Object location annotation data:
■ ■ ■
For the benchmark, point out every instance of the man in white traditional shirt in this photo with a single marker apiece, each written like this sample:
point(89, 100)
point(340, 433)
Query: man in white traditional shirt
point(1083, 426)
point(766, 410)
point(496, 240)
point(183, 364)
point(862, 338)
■ ■ ■
Please rewrite every line of the entries above, keeping all request lines unchanged, and add 48 to each coordinate in the answer points only.

§ Task output:
For the benchmark, point out every instance of the man in white traditional shirt in this photo with a single marker apiece, each written like this sample:
point(89, 100)
point(340, 433)
Query: man in white traditional shirt
point(1131, 474)
point(814, 458)
point(544, 288)
point(231, 412)
point(910, 386)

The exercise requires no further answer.